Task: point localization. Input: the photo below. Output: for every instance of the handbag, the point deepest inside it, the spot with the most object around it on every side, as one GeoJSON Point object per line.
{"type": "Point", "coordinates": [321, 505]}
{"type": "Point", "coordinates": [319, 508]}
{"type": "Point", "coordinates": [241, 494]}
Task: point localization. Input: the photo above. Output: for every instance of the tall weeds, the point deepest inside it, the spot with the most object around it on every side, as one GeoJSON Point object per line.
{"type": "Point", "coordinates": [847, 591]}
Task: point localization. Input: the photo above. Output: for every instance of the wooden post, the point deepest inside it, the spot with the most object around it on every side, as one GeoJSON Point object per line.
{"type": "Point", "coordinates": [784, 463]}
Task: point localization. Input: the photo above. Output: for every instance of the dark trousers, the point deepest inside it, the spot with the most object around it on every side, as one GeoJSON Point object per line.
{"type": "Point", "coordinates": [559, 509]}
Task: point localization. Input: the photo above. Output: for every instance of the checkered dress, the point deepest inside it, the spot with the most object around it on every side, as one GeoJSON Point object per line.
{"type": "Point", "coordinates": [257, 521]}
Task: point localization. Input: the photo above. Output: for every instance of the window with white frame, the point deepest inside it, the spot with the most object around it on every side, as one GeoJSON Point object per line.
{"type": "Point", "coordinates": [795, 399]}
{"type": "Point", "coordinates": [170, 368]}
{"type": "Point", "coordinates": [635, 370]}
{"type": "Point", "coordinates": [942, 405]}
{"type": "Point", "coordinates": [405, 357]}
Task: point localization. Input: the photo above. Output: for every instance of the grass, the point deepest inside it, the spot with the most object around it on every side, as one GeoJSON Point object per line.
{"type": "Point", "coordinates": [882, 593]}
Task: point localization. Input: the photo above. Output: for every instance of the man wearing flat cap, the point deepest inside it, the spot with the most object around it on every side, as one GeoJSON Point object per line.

################

Repeat the listing in full, keeping every line exactly as it is.

Task: point localization. Input: the photo below. Output: for every instance of the handbag, the point deepest inside it, the spot with the most object around it on every side, as one GeoJSON Point object per line.
{"type": "Point", "coordinates": [321, 505]}
{"type": "Point", "coordinates": [319, 508]}
{"type": "Point", "coordinates": [241, 494]}
Task: point localization. Input: the photo above. Output: for every instance of the tall weeds, the point deepest inside it, the spot with the most object around it on every side, as one GeoJSON Point object per line.
{"type": "Point", "coordinates": [847, 591]}
Task: point localization. Input: the photo above. Output: for every instance of the wooden post, the point deepest inside it, the spot with the most object around it on every side, as one GeoJSON Point object per line.
{"type": "Point", "coordinates": [784, 463]}
Task: point localization. Input: the photo above. Output: for every instance of the dark trousers, the point deepest inside it, the spot with the most object around it on every side, as one GeoJSON Point object per line.
{"type": "Point", "coordinates": [559, 509]}
Task: point localization. Input: the photo above. Output: for every instance of the checkered dress, the point deepest inside it, the spot with the most object around it on every side, as one GeoJSON Point object per line.
{"type": "Point", "coordinates": [257, 521]}
Task: point localization. Input: the photo above. Output: for every instance of the window with white frame, the point deepest inside it, the spot with the most object around it on every side, as one GeoJSON Point object per line.
{"type": "Point", "coordinates": [795, 399]}
{"type": "Point", "coordinates": [170, 368]}
{"type": "Point", "coordinates": [635, 370]}
{"type": "Point", "coordinates": [942, 405]}
{"type": "Point", "coordinates": [405, 357]}
Task: point localization. Input: the photo above. Output: for every instance of the grass, the point deepest inside it, the spot with the most object around it on every side, as one GeoJSON Point object per line.
{"type": "Point", "coordinates": [882, 593]}
Task: point localization. Input: the photo above. Output: for every instance of the man wearing flat cap, the point deepest inside it, the spot with the most object around it on every side, as one GeoJSON Point object per line.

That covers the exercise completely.